[Entries for pointing at named objects]
================================
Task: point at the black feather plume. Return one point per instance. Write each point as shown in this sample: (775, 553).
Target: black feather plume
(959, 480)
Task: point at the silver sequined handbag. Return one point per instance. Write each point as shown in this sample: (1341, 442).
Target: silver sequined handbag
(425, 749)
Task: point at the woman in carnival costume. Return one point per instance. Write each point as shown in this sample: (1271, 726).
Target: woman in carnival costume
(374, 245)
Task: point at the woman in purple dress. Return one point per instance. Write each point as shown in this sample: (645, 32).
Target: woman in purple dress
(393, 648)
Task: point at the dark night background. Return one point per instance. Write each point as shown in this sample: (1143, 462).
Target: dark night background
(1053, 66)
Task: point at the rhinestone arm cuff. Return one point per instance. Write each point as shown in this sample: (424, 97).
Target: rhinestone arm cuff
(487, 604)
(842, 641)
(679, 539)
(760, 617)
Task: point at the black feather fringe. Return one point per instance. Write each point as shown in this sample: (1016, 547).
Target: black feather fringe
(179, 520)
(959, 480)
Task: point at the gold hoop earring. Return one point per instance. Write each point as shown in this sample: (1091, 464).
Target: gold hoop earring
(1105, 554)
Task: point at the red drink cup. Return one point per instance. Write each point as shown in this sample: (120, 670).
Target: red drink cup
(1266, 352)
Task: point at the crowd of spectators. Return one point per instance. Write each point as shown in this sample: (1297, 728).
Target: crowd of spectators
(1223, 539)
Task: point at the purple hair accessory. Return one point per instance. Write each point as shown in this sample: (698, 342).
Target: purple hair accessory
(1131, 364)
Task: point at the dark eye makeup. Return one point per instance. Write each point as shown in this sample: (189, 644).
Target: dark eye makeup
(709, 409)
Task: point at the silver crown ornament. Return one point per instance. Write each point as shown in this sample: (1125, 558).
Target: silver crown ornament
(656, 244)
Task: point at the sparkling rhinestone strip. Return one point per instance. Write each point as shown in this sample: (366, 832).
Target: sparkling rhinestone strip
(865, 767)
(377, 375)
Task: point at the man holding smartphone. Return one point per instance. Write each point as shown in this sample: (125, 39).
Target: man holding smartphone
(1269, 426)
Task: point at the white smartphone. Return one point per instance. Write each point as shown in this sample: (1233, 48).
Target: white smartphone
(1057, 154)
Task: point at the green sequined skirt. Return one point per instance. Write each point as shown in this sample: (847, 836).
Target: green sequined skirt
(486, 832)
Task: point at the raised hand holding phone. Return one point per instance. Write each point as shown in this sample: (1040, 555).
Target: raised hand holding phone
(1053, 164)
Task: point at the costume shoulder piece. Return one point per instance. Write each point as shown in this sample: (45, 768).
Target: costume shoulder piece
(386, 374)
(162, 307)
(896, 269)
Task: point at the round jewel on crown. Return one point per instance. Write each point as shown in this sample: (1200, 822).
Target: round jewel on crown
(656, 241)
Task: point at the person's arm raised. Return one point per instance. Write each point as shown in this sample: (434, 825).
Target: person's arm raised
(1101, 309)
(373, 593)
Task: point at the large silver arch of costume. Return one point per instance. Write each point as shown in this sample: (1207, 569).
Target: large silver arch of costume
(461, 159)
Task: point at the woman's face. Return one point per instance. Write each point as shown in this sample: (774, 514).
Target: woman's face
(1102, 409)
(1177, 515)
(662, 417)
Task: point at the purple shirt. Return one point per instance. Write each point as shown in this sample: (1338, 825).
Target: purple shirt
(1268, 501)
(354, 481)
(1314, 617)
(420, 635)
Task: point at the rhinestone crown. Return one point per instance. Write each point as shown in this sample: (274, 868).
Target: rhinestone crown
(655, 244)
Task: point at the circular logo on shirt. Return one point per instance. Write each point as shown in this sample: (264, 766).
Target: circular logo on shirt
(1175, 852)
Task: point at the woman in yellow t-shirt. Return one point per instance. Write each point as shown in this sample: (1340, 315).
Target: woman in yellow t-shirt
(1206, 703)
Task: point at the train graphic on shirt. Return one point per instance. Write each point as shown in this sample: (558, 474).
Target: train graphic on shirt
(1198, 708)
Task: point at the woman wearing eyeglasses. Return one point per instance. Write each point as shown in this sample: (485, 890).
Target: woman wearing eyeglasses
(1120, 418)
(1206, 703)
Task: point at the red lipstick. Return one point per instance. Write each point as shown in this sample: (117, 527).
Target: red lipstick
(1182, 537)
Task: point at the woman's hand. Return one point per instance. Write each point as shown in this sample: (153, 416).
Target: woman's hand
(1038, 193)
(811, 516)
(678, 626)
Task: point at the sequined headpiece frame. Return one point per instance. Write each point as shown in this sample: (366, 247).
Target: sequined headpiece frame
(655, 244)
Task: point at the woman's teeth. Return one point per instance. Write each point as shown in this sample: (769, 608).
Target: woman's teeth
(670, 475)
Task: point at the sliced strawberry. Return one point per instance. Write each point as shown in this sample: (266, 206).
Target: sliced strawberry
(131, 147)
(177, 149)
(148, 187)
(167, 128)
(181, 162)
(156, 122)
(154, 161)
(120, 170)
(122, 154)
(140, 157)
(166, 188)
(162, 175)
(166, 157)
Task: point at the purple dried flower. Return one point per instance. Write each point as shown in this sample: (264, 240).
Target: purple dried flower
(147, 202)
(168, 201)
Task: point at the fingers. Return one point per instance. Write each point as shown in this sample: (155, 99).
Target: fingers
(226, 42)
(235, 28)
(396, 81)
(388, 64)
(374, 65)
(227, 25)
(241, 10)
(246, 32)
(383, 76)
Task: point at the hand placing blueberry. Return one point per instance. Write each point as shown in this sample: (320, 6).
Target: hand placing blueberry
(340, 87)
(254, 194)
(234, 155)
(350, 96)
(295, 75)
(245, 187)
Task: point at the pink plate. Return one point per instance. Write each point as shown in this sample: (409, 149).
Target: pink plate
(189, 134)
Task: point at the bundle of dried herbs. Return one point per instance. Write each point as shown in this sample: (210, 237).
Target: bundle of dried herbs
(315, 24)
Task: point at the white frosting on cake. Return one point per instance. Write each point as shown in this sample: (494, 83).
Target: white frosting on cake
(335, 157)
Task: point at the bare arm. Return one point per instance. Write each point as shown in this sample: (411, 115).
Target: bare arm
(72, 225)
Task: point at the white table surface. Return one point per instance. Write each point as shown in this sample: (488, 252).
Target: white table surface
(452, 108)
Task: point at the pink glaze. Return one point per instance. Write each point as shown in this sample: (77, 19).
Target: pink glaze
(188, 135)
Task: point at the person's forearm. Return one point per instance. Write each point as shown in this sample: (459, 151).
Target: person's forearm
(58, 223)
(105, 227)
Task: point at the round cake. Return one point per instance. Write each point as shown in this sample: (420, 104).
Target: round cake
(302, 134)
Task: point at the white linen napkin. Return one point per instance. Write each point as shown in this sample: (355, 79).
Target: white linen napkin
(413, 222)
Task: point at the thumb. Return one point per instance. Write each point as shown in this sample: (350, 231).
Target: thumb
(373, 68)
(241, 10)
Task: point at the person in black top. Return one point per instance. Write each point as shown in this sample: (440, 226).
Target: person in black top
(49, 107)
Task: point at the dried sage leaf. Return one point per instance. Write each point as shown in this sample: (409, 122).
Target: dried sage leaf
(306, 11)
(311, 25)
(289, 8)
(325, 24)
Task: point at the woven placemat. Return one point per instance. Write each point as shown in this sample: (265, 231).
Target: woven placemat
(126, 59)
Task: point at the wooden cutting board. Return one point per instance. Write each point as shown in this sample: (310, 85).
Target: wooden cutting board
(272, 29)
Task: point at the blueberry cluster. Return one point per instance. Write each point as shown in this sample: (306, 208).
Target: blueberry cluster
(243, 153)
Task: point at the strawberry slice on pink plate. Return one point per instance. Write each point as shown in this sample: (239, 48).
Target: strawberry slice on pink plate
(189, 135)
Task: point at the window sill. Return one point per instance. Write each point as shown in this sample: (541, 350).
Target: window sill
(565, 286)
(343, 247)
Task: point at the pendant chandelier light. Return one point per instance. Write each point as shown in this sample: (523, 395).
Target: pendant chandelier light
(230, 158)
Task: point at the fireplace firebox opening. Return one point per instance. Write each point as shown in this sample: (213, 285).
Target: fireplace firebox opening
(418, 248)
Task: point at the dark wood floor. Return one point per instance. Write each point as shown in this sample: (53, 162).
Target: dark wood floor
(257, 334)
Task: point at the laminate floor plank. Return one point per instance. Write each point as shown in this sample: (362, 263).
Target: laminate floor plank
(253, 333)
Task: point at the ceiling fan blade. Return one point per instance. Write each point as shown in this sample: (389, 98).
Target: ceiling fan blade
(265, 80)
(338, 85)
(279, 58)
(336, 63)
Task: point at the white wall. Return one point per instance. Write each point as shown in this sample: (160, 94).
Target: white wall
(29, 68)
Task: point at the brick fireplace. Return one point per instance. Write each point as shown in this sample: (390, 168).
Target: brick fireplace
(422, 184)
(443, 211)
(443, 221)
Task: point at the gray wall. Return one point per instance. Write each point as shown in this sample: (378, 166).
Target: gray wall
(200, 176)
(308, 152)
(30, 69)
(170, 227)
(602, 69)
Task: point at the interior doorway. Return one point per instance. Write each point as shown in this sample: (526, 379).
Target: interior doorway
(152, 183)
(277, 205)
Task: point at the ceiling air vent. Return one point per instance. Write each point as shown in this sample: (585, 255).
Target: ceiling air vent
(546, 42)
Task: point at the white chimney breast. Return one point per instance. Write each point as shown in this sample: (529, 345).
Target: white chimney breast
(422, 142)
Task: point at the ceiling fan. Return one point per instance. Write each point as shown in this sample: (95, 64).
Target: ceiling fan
================================
OBJECTIVE: Rewrite everything from the line containing "Task: point at the ceiling air" down to the end of the data as a numbered list, leaving out any blank lines.

WRITTEN SOLUTION:
1. Task: point at the ceiling air vent. Return one point per instance. Write each point as shown in this sample: (585, 255).
2. Target: ceiling air vent
3. (546, 42)
4. Task: point at the white chimney breast. Return one point per instance. Write each point as shown in this sample: (529, 345).
5. Target: white chimney breast
6. (422, 142)
7. Task: point at the ceiling fan. Return one point per instance. Write each point as shown in this sample: (95, 64).
8. Target: ceiling fan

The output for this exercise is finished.